EXERCISE:
Convert the entries below into a JSON list of strings, with one string for each line. Skip blank lines and leave out the pictures.

RECORDS FOR PROCESSING:
------

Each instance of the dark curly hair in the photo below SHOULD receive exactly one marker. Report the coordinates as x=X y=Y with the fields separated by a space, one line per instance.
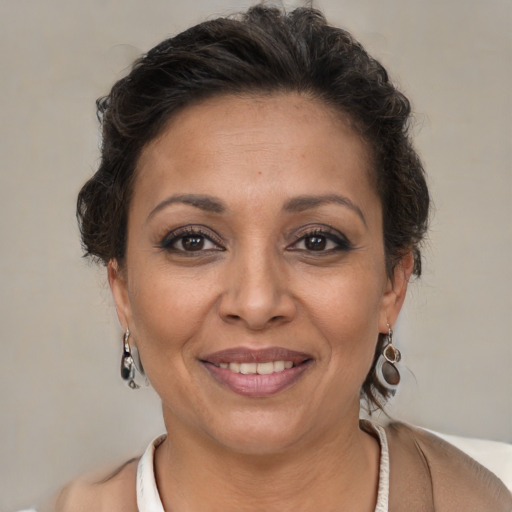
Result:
x=262 y=51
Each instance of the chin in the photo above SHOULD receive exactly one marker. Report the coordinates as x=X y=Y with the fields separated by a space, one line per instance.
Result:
x=266 y=435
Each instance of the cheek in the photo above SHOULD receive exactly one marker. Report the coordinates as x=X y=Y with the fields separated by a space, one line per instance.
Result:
x=347 y=314
x=168 y=308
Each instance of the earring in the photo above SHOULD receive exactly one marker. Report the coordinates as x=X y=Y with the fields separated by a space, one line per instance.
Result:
x=127 y=363
x=387 y=373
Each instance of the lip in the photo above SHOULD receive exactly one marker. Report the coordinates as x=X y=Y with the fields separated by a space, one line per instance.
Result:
x=254 y=385
x=247 y=355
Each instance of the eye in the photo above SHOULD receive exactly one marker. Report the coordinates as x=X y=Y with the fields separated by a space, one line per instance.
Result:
x=321 y=240
x=190 y=239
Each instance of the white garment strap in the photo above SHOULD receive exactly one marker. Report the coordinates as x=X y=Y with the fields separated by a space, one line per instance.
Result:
x=148 y=499
x=383 y=492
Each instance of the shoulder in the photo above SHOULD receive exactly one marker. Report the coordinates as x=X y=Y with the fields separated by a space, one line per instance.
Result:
x=448 y=478
x=113 y=491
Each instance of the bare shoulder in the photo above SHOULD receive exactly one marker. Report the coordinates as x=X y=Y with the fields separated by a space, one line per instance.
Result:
x=453 y=476
x=113 y=491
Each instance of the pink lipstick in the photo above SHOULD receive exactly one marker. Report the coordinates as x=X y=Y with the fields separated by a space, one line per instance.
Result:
x=257 y=373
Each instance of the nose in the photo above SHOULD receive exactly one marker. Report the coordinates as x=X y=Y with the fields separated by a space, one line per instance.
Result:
x=257 y=293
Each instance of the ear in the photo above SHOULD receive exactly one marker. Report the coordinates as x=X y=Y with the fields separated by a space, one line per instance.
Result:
x=119 y=288
x=396 y=289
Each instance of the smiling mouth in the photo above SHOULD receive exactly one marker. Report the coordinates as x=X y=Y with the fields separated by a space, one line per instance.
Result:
x=257 y=373
x=258 y=368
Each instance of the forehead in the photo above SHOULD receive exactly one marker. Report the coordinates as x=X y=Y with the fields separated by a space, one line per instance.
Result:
x=262 y=147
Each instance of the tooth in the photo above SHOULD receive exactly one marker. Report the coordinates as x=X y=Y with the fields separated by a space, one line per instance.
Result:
x=248 y=368
x=278 y=366
x=234 y=367
x=265 y=368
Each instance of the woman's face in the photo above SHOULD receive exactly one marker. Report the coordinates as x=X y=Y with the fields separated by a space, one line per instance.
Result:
x=255 y=244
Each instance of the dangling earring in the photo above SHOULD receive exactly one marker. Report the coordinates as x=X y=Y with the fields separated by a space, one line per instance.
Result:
x=387 y=373
x=127 y=363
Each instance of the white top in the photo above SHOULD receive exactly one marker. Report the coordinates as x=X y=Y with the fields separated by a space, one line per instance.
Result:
x=148 y=499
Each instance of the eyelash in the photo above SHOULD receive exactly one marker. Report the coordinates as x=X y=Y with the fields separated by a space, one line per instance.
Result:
x=340 y=241
x=325 y=234
x=171 y=239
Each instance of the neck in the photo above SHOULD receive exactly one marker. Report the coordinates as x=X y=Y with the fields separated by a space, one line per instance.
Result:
x=194 y=473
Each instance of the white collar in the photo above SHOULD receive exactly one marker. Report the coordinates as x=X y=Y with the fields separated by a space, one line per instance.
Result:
x=148 y=499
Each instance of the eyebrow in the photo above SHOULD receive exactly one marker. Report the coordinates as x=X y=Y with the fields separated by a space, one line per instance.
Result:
x=203 y=202
x=302 y=203
x=295 y=205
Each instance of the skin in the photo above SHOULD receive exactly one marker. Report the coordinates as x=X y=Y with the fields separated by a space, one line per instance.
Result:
x=259 y=281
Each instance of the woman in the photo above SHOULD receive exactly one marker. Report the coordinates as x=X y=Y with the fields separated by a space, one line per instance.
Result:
x=260 y=208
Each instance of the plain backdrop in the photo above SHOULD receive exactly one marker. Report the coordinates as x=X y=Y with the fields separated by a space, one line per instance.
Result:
x=63 y=407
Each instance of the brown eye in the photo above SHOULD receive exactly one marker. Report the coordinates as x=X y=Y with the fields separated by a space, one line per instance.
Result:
x=315 y=243
x=192 y=243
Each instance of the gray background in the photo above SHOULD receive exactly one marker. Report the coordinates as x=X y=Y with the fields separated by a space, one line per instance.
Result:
x=63 y=408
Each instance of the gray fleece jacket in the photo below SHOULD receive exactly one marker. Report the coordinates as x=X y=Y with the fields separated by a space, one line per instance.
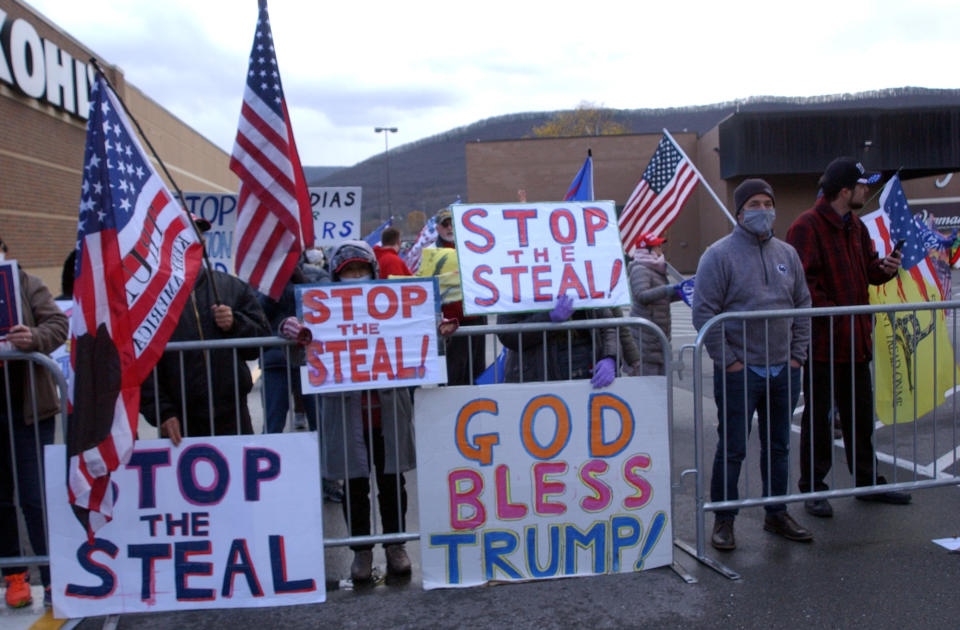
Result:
x=741 y=273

------

EXERCISE RESULT:
[
  "Each instance of the dark curly hair in the photo below SHOULD receive exactly one marker. Report the coordinates as x=X y=Y with the fields separated by a space, one line per instance.",
  "Result:",
  "x=262 y=51",
  "Each instance of the chin in the photo above SHOULD receive exactly one marker. Report the coordinates as x=X y=Y with the fields separated by a space, one line per instance.",
  "Result:",
  "x=266 y=435",
  "Each instance of the cheek in the photo above SHOULD receive exactly one marker. Report the coordinates as x=X y=Y with the fields separated by a space, one line per instance.",
  "Result:",
  "x=347 y=314",
  "x=168 y=308",
  "Each instance of the earring in the photo above SHOULD receive exactly one marker. Report the coordinates as x=X y=Y with the fields separated by a space, one line per instance.",
  "Result:",
  "x=127 y=363",
  "x=387 y=373",
  "Each instance of the lip in the photo above SHOULD receive exactly one marker. Report the coordinates as x=X y=Y with the fields separated by a space, one line per instance.",
  "Result:",
  "x=254 y=385",
  "x=247 y=355",
  "Each instance of the eye in the photo above SHOULD receive exactly one marker. Report the coordinates as x=X y=Y with the fields separated by a space, one line per instance.",
  "Result:",
  "x=321 y=240",
  "x=190 y=239",
  "Each instance of the white garment strap in the photo above SHOULD receive exactly one marker. Report the coordinates as x=X y=Y with the fields separated by a space, one line per instance.",
  "Result:",
  "x=148 y=499",
  "x=383 y=492",
  "Each instance of the shoulder in the photo above SHOULD receive exactly one marker. Report the coordinates as x=X y=Y with the fields separated by a space, one line per instance.",
  "Result:",
  "x=448 y=478",
  "x=113 y=491",
  "Each instance of the bare shoulder in the photo above SHOULD receive exactly one marker. Report the coordinates as x=X y=Y with the fields separated by a space, one line per instance.",
  "Result:",
  "x=453 y=476",
  "x=113 y=491",
  "Each instance of the pink lipstick in the photo above SHOULD receive exactly one marker. Report the coordinates as x=X y=Y with the fields separated by a space, one line per instance.",
  "Result:",
  "x=257 y=373",
  "Each instance of the nose in the photo above SHOULD receive exactly one marker. Report the coordinates as x=X y=Y with the fields separated by a space, one line per instance.",
  "Result:",
  "x=257 y=293",
  "Each instance of the ear in the photo above SHOULD receive exactly one marker. Report the coordinates as x=X y=Y with the fields separated by a space, one line per instance.",
  "Result:",
  "x=119 y=288",
  "x=396 y=289",
  "Each instance of the smiling mouth in the photo above SHOULD receive exactly one marker. Report the coordinates as x=X y=Y with the fields separated by a space, one line per instance.",
  "Result:",
  "x=257 y=373",
  "x=258 y=368",
  "Each instance of the forehead in the photo above SHOULD receive exactly one marker. Report the coordinates as x=X y=Y with the fields separated by a space, one line per instance.",
  "Result:",
  "x=262 y=147",
  "Each instance of the tooth in the photo above SHOULD receive exactly one marker. Report the coordinates as x=X y=Y with the fields separated by a space, one line per instance.",
  "Result:",
  "x=248 y=368",
  "x=278 y=366",
  "x=234 y=367",
  "x=265 y=368",
  "Each instance of the woman's face in the photo above SHOULD receive exactly one marker. Report the coordinates as x=X y=Y with the fields separated by a space, one line per instance.",
  "Result:",
  "x=255 y=244",
  "Each instance of the dangling earring in the photo above SHOULD receive exactly one marker. Report the coordinates as x=X y=Y with the fields separated by a space, one line per instance.",
  "Result:",
  "x=387 y=373",
  "x=127 y=363",
  "Each instance of the white top in the photo above SHOULD receive exactly one marker. Report the coordinates as x=X y=Y with the fields separated by a space, one line per instance.",
  "Result:",
  "x=148 y=499",
  "Each instance of the eyelash in the photo above SHOULD receive exactly one marker. Report the coordinates as x=X y=Y with the fields separated by a space, one line per instance.",
  "Result:",
  "x=340 y=241",
  "x=325 y=234",
  "x=171 y=239",
  "Each instance of the neck in the photo above SHOULD receive exactly one marker. Report the coordinates as x=X y=Y with the fields separated by a space, one line per instance.",
  "Result:",
  "x=194 y=473",
  "Each instance of the white collar in the photo above SHOULD receive exactly one marker. Report the coordinates as x=X y=Y with the fields separated by a space, one line per instance.",
  "Result:",
  "x=148 y=499",
  "Each instance of the eyebrow in the photo above SHOULD receive exactly one marker. Report the coordinates as x=X y=Y with the fields separated by a space, one line per instance.",
  "Result:",
  "x=203 y=202",
  "x=302 y=203",
  "x=295 y=205",
  "Each instance of the skin in the photo above SHOULD receive exactly one marker. Report the coordinates as x=X y=Y with the fields separated by a space, one line per instance.",
  "Result:",
  "x=259 y=281",
  "Each instance of the woman in the photo above SHOULD receive exactly one marker. Report the coordinates as x=X y=Y with the fields separated by a space, one line per instance.",
  "Result:",
  "x=260 y=208",
  "Each instance of the plain backdrop in the photo above SHOULD receive exactly one marker. Report the coordinates as x=X y=Y with the fields separated by a space, one line per instance.",
  "Result:",
  "x=63 y=407",
  "Each instance of the brown eye in the photo above SHOULD receive exactly one marker. Report the coordinates as x=X y=Y with the fields separated by a space, one line per instance.",
  "Result:",
  "x=315 y=243",
  "x=192 y=243",
  "Each instance of the gray background in the photo above SHOULD receive exactly one marker. Report the coordinates as x=X y=Y with the fields separated by a space, one line per instance.",
  "Result:",
  "x=63 y=408",
  "Each instance of the gray fleece jacket in the photo below SHOULD receive exactly one marker. Report the coordinates as x=X y=Y with the fields separated by a space, one line per instance.",
  "Result:",
  "x=741 y=273"
]